### DATA PROVIDED
[Begin]

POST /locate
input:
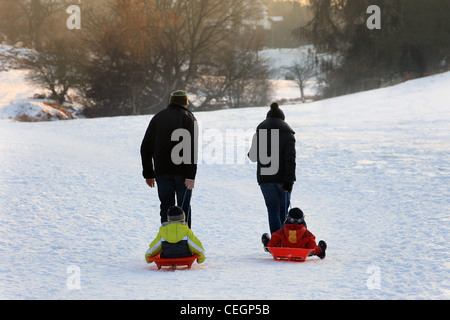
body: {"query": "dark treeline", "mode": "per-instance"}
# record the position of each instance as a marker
(414, 41)
(129, 55)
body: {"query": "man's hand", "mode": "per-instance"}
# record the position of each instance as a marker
(150, 182)
(189, 184)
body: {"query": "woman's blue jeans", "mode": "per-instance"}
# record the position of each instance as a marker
(277, 203)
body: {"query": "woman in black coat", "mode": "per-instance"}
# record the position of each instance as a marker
(273, 148)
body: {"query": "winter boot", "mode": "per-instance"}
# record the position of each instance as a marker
(265, 240)
(323, 246)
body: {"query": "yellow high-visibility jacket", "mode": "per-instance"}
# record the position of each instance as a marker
(175, 240)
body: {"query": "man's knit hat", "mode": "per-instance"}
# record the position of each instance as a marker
(276, 112)
(175, 214)
(180, 97)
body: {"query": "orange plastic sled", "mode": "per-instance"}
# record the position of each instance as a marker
(173, 262)
(290, 254)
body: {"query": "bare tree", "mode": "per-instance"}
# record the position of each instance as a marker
(303, 71)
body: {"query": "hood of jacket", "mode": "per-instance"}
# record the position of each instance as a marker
(275, 123)
(296, 233)
(174, 232)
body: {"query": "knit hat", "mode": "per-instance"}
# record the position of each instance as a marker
(276, 112)
(295, 216)
(175, 214)
(179, 97)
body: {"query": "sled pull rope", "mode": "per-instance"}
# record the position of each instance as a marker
(189, 208)
(287, 197)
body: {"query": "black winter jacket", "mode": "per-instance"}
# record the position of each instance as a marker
(287, 152)
(157, 146)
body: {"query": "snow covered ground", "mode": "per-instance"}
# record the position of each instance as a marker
(373, 180)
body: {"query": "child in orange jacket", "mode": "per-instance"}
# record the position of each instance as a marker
(295, 235)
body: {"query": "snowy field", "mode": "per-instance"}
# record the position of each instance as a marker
(373, 180)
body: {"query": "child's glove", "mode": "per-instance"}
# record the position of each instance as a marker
(287, 186)
(201, 259)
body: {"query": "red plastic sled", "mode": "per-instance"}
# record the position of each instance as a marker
(290, 254)
(173, 262)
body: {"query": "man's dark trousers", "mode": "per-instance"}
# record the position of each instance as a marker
(170, 186)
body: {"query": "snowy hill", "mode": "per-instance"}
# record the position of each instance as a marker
(373, 180)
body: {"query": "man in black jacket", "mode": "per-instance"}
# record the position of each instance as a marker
(169, 154)
(273, 148)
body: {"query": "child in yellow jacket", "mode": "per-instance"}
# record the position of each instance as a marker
(175, 239)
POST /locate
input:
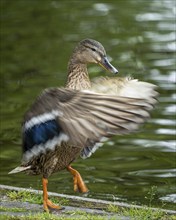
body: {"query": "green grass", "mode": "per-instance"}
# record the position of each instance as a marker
(144, 213)
(26, 196)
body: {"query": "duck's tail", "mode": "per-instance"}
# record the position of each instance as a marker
(19, 169)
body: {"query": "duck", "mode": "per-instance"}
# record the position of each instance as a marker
(75, 120)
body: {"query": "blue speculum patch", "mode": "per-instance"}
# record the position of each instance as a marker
(40, 134)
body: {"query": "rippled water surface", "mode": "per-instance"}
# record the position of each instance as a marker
(37, 38)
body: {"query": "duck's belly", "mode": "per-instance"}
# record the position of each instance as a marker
(53, 161)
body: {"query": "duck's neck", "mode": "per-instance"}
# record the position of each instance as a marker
(78, 77)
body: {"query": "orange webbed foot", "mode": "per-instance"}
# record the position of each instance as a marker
(47, 204)
(78, 182)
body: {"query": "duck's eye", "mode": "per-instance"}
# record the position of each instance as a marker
(93, 49)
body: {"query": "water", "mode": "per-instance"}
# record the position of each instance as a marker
(37, 38)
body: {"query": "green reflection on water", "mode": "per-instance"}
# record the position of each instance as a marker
(37, 40)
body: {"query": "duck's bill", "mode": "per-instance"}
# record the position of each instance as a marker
(106, 64)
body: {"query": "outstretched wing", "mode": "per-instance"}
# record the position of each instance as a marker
(82, 119)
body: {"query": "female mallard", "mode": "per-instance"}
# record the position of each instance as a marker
(65, 123)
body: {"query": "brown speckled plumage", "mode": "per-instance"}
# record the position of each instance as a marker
(64, 123)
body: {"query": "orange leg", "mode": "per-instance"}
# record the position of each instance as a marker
(77, 180)
(46, 202)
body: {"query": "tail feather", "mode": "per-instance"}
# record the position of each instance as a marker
(19, 169)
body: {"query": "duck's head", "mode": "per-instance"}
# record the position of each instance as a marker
(91, 51)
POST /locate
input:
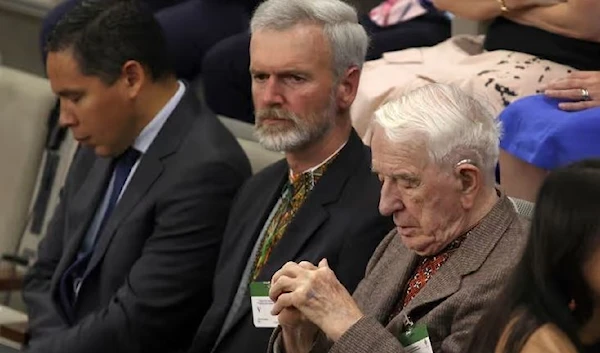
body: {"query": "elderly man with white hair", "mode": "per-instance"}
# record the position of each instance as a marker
(456, 239)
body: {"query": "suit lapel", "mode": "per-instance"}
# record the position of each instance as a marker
(148, 171)
(391, 280)
(150, 168)
(469, 257)
(83, 210)
(249, 232)
(311, 215)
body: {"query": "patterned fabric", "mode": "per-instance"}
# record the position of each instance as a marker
(426, 268)
(392, 12)
(295, 192)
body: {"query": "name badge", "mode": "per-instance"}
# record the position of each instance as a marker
(416, 340)
(262, 305)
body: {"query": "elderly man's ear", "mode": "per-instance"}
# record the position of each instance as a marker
(470, 182)
(347, 88)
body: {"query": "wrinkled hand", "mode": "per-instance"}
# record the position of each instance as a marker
(317, 295)
(570, 88)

[End]

### AIM
Copy the records above exactly, omitting every picture.

### SOLUTION TO THIS PROBLEM
POST /locate
input:
body: {"query": "dark treeline", "mode": "per-instance"}
# record the position of each instance as a marker
(414, 41)
(129, 55)
body: {"query": "man's hand", "mode": "per-instance"}
# record the position of each instance as a marker
(150, 182)
(189, 184)
body: {"query": "woman's blue jeans", "mode": "per-instance"}
# record the position of each instance as a marker
(277, 203)
body: {"query": "woman in black coat", "mode": "per-instance"}
# record the position of each instance as a marker
(273, 148)
body: {"query": "winter boot", "mode": "per-instance"}
# record the position of each instance as a marker
(265, 240)
(323, 246)
body: {"query": "yellow high-visibility jacket", "mode": "per-instance"}
# record the position of each instance as a marker
(175, 240)
body: {"query": "man's knit hat", "mode": "per-instance"}
# record the position of each instance as a marker
(276, 112)
(175, 214)
(180, 97)
body: {"query": "orange plastic sled", "mode": "per-instance"}
# record the position of each instance as a marker
(173, 262)
(290, 254)
body: {"query": "bare tree", "mode": "per-instance"}
# record the position of each instance as a marker
(303, 71)
body: {"query": "hood of jacket", "mode": "per-instance"}
# record the position of each instance as a marker
(275, 123)
(296, 233)
(174, 232)
body: {"query": "knit hat", "mode": "per-instance"}
# record the position of each instance as a marker
(276, 112)
(295, 216)
(175, 214)
(179, 97)
body: {"query": "sled pull rope", "mode": "per-instance"}
# record the position of each instance as a marker
(189, 208)
(287, 197)
body: {"query": "black winter jacket", "mode": "per-instance"}
# record the position of each instance as a marker
(287, 152)
(157, 146)
body: {"query": "snow covered ground", "mode": "per-instance"}
# record the position of each instance as a marker
(373, 180)
body: {"query": "child in orange jacket", "mode": "per-instance"}
# record the position of each instance as a marker
(295, 235)
body: {"query": "snowy field", "mode": "per-instance"}
# record the position of each instance as a marker
(373, 180)
body: {"query": "child's glove", "mode": "per-instance"}
# record the position of each instance as a marker
(287, 186)
(201, 259)
body: {"query": "red plastic sled", "mode": "per-instance"}
# record the position of each instance as a marker
(290, 254)
(173, 262)
body: {"query": "man's dark trousers", "mode": "per-instance"}
# record the position of each instance as a marker
(170, 186)
body: {"query": "snowy hill", "mode": "per-instance"}
# record the position of each instance as a marker
(373, 180)
body: {"query": "man in black jacket", "mode": "per-instance"}
# record the position of each instance as a marker
(169, 154)
(273, 148)
body: {"query": "child in yellow jacket", "mode": "per-instance"}
# record the position of each instance as a marker
(175, 239)
POST /locate
input:
body: {"query": "green grass", "mode": "per-instance"}
# record the position of each instance as a marker
(144, 213)
(26, 196)
body: {"query": "duck's tail", "mode": "per-instance"}
# record the position of each instance as a marker
(19, 169)
body: {"query": "duck", "mode": "per-instance"}
# record the position of each instance as a marker
(75, 120)
body: {"query": "blue speculum patch", "mode": "per-instance"}
# record the position of each instance as a marker
(40, 134)
body: {"query": "rippled water surface", "mode": "per-instance"}
# record the position of each instance as a marker
(37, 38)
body: {"query": "duck's belly", "mode": "per-instance"}
# record the position of each instance as a marker
(53, 161)
body: {"query": "duck's neck", "mode": "per-instance"}
# record the position of each instance as a marker
(78, 77)
body: {"query": "orange webbed foot", "mode": "per-instance"}
# record the position of each instance as a marker
(47, 204)
(78, 182)
body: {"query": "duck's eye", "mode": "per-instance"}
# record the position of each instance as a marker
(93, 49)
body: {"query": "water", "mode": "per-instance"}
# record the position of each instance as a marker
(37, 38)
body: {"query": "green reflection on water", "mode": "per-instance"}
# record the position of each instance as a marker
(37, 40)
body: {"query": "duck's bill", "mode": "per-instance"}
# record the position of each instance as a marker
(106, 64)
body: {"query": "outstretched wing", "mode": "per-instance"}
# record the position of each instance as a marker
(82, 119)
body: {"query": "female mallard", "mode": "per-instance"}
# record the position of each instance as a marker
(65, 123)
body: {"query": "brown speckled plumage", "mode": "per-instance"}
# record the position of each instance as a marker
(64, 123)
body: {"query": "orange leg", "mode": "per-instance"}
# record the position of each instance as a marker
(77, 180)
(46, 202)
body: {"query": "tail feather", "mode": "per-instance"}
# record the position of each instance as a marker
(19, 169)
body: {"query": "duck's head", "mode": "per-instance"}
# record the position of each instance as a marker
(91, 51)
POST /locate
input:
body: {"query": "elderly man with white hair", "mode": "per-instance"}
# record the position of each instance as a marker
(456, 239)
body: {"query": "suit lapel", "mode": "per-instance"}
# record the position of each instance as a marker
(148, 171)
(391, 280)
(150, 168)
(469, 257)
(83, 210)
(249, 232)
(311, 215)
body: {"query": "patterned fabric", "mode": "per-instance"}
# record the position of each instance as a marker
(426, 268)
(392, 12)
(295, 192)
body: {"query": "name badge", "mode": "per-instance"}
# record the position of each instance as a marker
(416, 340)
(262, 305)
body: {"query": "elderly man's ear", "mode": "per-instance"}
# record the position of each instance as a marker
(470, 182)
(347, 88)
body: {"query": "wrinkled hand", "mode": "per-instance"}
# record the position of each instance as a marker
(317, 295)
(570, 88)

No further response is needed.